• EXERCISE AIM: Although the records include pictures, print only the rest, exactly as written.

• MATERIALS PROVIDED:
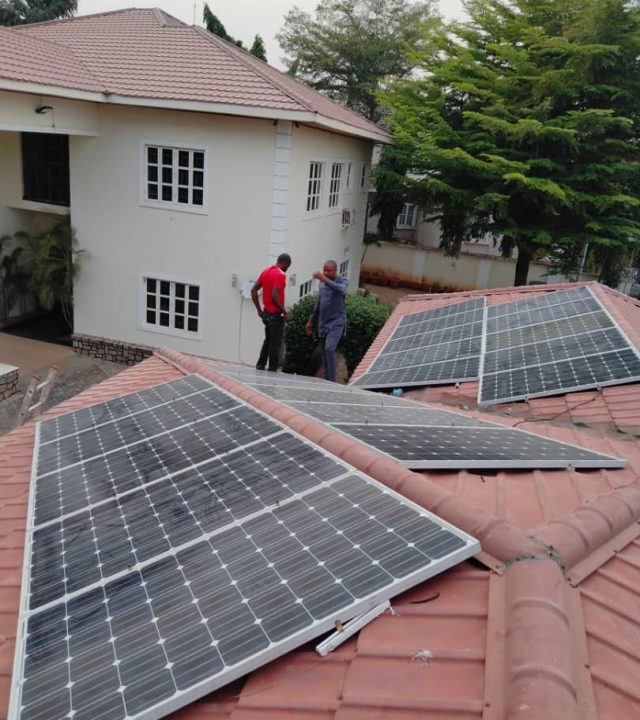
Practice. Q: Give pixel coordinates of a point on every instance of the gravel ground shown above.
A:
(77, 373)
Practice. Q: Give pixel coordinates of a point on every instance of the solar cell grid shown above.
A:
(197, 554)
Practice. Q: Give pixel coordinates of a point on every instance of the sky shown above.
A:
(242, 18)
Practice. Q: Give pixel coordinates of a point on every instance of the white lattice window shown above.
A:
(174, 177)
(314, 189)
(334, 185)
(407, 215)
(306, 288)
(171, 306)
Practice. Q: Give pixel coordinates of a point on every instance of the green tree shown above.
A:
(215, 26)
(258, 49)
(20, 12)
(524, 125)
(349, 48)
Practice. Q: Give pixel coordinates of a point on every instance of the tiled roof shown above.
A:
(147, 54)
(544, 627)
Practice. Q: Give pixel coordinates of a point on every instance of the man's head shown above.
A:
(330, 269)
(284, 261)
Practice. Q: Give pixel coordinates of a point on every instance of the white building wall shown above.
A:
(256, 173)
(316, 236)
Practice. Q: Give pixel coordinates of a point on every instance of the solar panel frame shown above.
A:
(582, 293)
(198, 690)
(401, 338)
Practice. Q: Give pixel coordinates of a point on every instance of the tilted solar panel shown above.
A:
(417, 435)
(432, 347)
(178, 538)
(559, 342)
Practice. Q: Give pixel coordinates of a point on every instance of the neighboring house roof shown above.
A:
(545, 626)
(147, 57)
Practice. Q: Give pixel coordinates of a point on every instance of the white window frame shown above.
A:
(403, 219)
(348, 187)
(173, 205)
(335, 184)
(173, 281)
(315, 186)
(364, 178)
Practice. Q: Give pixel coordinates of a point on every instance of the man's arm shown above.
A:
(254, 296)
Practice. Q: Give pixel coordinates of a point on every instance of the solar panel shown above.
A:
(421, 436)
(432, 347)
(165, 559)
(555, 343)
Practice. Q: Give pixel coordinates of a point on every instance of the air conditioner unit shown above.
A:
(348, 217)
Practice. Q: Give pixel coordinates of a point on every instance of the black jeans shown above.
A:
(273, 331)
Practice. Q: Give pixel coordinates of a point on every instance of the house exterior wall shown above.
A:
(257, 179)
(316, 236)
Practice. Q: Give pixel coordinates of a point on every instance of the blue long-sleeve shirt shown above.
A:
(329, 311)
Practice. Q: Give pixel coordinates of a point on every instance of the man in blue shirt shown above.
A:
(329, 314)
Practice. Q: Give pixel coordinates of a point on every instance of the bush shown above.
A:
(365, 318)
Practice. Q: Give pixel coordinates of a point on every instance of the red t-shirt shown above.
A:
(269, 278)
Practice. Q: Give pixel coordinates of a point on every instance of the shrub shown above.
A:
(365, 318)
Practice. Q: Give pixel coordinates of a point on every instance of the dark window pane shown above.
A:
(45, 168)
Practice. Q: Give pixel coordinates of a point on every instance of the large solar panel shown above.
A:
(554, 343)
(417, 435)
(432, 347)
(178, 538)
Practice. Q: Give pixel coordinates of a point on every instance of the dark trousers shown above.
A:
(273, 331)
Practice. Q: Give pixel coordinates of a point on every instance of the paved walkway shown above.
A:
(33, 357)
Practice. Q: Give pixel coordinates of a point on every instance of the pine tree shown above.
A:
(526, 127)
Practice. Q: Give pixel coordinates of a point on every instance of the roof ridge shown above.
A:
(241, 53)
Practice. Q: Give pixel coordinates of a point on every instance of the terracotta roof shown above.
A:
(545, 626)
(150, 55)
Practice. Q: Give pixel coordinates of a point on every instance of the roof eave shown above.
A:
(299, 116)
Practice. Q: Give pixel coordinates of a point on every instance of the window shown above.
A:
(334, 185)
(45, 168)
(364, 178)
(315, 186)
(306, 288)
(172, 305)
(174, 177)
(349, 182)
(406, 217)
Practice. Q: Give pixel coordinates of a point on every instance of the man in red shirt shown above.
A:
(272, 280)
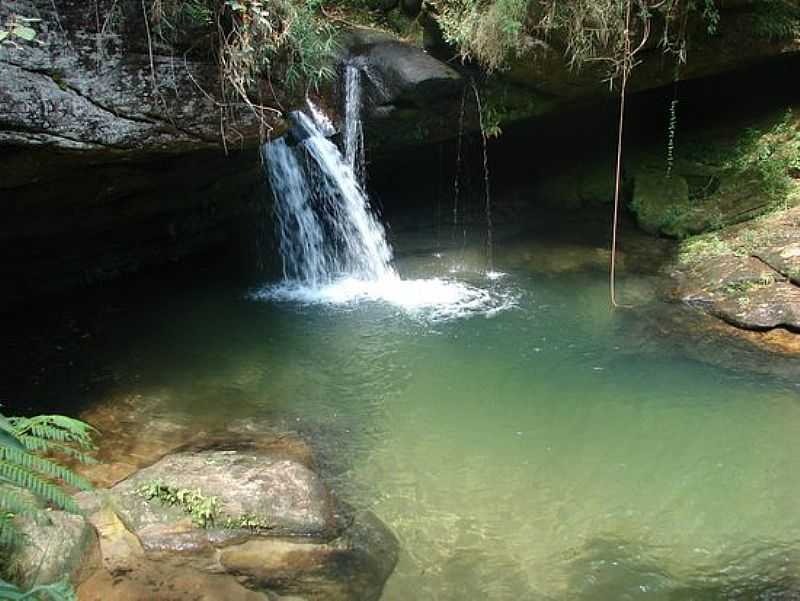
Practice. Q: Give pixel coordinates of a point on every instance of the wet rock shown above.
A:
(277, 530)
(354, 566)
(784, 259)
(746, 276)
(744, 292)
(404, 74)
(81, 90)
(661, 205)
(282, 493)
(55, 544)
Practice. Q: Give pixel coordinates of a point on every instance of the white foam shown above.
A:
(434, 299)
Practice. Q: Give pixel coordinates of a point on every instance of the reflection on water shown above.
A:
(552, 451)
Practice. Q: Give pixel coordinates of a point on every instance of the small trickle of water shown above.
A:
(488, 206)
(354, 132)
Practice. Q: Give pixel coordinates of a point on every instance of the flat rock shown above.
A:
(280, 492)
(310, 546)
(55, 545)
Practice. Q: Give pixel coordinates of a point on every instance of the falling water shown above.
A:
(354, 132)
(325, 225)
(334, 249)
(456, 187)
(489, 243)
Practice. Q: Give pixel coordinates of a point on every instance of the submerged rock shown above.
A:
(275, 528)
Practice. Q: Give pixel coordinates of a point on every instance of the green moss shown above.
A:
(702, 247)
(776, 20)
(503, 103)
(202, 509)
(249, 522)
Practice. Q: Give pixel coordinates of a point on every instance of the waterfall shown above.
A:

• FINISHED EXERCISE:
Practice. Q: Give pixel coordinates of a point on every instance of the gravel ground shown above.
A:
(77, 373)
Practice. Q: Give pixel coordinates of a point on every instance of the solar cell grid shown above.
A:
(197, 554)
Practice. Q: Give pixel coordinates of a point on every instance of the sky shown above.
A:
(242, 18)
Practice. Q: Give pixel coordinates of a point on every instance of the white lattice window shown above.
A:
(174, 177)
(314, 189)
(334, 185)
(407, 215)
(306, 288)
(171, 306)
Practice. Q: Give pixel coordinates of a point on every instance of the green tree shown above.
A:
(215, 26)
(258, 49)
(20, 12)
(524, 125)
(349, 48)
Practice. Q: Give pixel coordinates of a point on every instance of the tiled roof shown above.
A:
(147, 54)
(544, 627)
Practice. Q: Give pixel coordinates of a point on every instance of the man's head shown above.
A:
(330, 269)
(284, 261)
Practice. Q: Give pixel coordinates of a point on every instance of the white building wall shown above.
A:
(256, 173)
(316, 236)
Practice. Q: Give pixel coordinates of a point on every instance of the solar panel frame shown above.
A:
(582, 293)
(198, 690)
(401, 338)
Practice. Q: Give pixel coordinates of a point on every instance of the tilted solar panel shown above.
A:
(417, 435)
(432, 347)
(178, 538)
(559, 342)
Practice. Q: Give pixel coordinates of a point on every instance of the neighboring house roof shown above.
A:
(545, 626)
(147, 57)
Practice. Q: Give pixel coordinates of a point on every instance of the white window frame shown above.
A:
(403, 219)
(348, 187)
(173, 205)
(335, 184)
(173, 281)
(315, 186)
(364, 178)
Practice. Q: Give pixel coordinates of a point on every instance of the man's arm shown above.
A:
(254, 296)
Practice. Q: Give pixel coordinates of a point on every instance of the solar panel shown above.
A:
(421, 436)
(432, 347)
(165, 559)
(555, 343)
Practice. Q: Give pixel coordinates of a point on every instance of the air conditioner unit shown above.
A:
(348, 217)
Practice. Q: Give pixel coordinates of a point on every instance of the black jeans shown above.
A:
(273, 331)
Practice. Q: Give pixel coordinates of a point on every instance of the house exterior wall shown above.
A:
(257, 179)
(316, 236)
Practice. Q: Give pixel coordinates of a point on every instance of the blue long-sleeve shirt shown above.
A:
(329, 311)
Practice. Q: Give pixel coordinates of a point on every instance of the man in blue shirt shown above.
A:
(329, 314)
Practice. Q: Give pixel coordinates of a point on every instance of the bush shown above.
A:
(365, 318)
Practice. Q: Give pixel coordinates of a point on every instance of the red t-shirt shown above.
A:
(269, 278)
Practice. Q: Give pixel coordinates of a point on every instance of the shrub shown above.
A:
(365, 318)
Practice. Q: Give pixel coordinates of a point on every instance of the dark window pane shown above.
A:
(45, 168)
Practice. Q: Give pixel coordinates of a point on every instance of the large solar panel shown above.
A:
(554, 343)
(417, 435)
(432, 347)
(178, 538)
Practice. Q: Give pixel coordinates of a point on every instance of the dark trousers shown above.
A:
(273, 331)
Practice. Q: Give pixel coordinates of a point on every instance of the paved walkway shown above.
A:
(33, 357)
Practice. Q: Give pixel coordinates of a point on every instance of the pine tree shown above.
A:
(526, 127)
Practice. Q: Give pixel coordinates of a point on every instance of the roof ridge shown above.
A:
(241, 53)
Practice. Q: Give pixel coordinates of a point on every instance of the terracotta roof shown above.
A:
(545, 626)
(150, 55)
Practice. Q: Give pixel coordinates of a point on every instance of the roof eave shown above.
A:
(299, 116)
Practice. Q: Give pixel coordinates of a point on every instance of the window shown above.
A:
(334, 185)
(45, 168)
(364, 178)
(315, 186)
(306, 288)
(172, 305)
(174, 177)
(349, 182)
(406, 217)
Practice. Q: Give pixel coordinates of a point on every instance of the man in red shirt shown above.
A:
(272, 280)
Practice. Q: Give pixel coordinates of a point on every instance of the wet rock shown above.
A:
(277, 530)
(354, 566)
(784, 259)
(746, 276)
(744, 292)
(404, 74)
(81, 90)
(661, 205)
(282, 493)
(55, 544)
Practice. Q: Give pixel coordinates of a point on every instance of the white foam shown above.
A:
(434, 299)
Practice. Q: Give pixel coordinates of a point on every instance of the reflection on water shown above.
A:
(552, 451)
Practice. Q: Give pixel coordinates of a point on every instance of the small trickle of water shown above.
A:
(488, 206)
(354, 132)
Practice. Q: Give pixel coordinates of a point on every instance of the flat rock shown above.
A:
(280, 492)
(310, 546)
(55, 545)
Practice. Q: Give pixel coordinates of a point on every instance of the falling water shown above.
A:
(354, 132)
(325, 225)
(334, 249)
(456, 187)
(489, 243)
Practice. Q: Give pixel coordinates of a point on every instance of the submerged rock shown above.
A:
(275, 528)
Practice. Q: Give pixel coordinates of a point on every instance of the green moss shown above.
A:
(702, 247)
(776, 20)
(503, 103)
(202, 509)
(249, 522)
Practice. Q: Give pixel coordinates of a point on every instance of the waterfall shown above.
A:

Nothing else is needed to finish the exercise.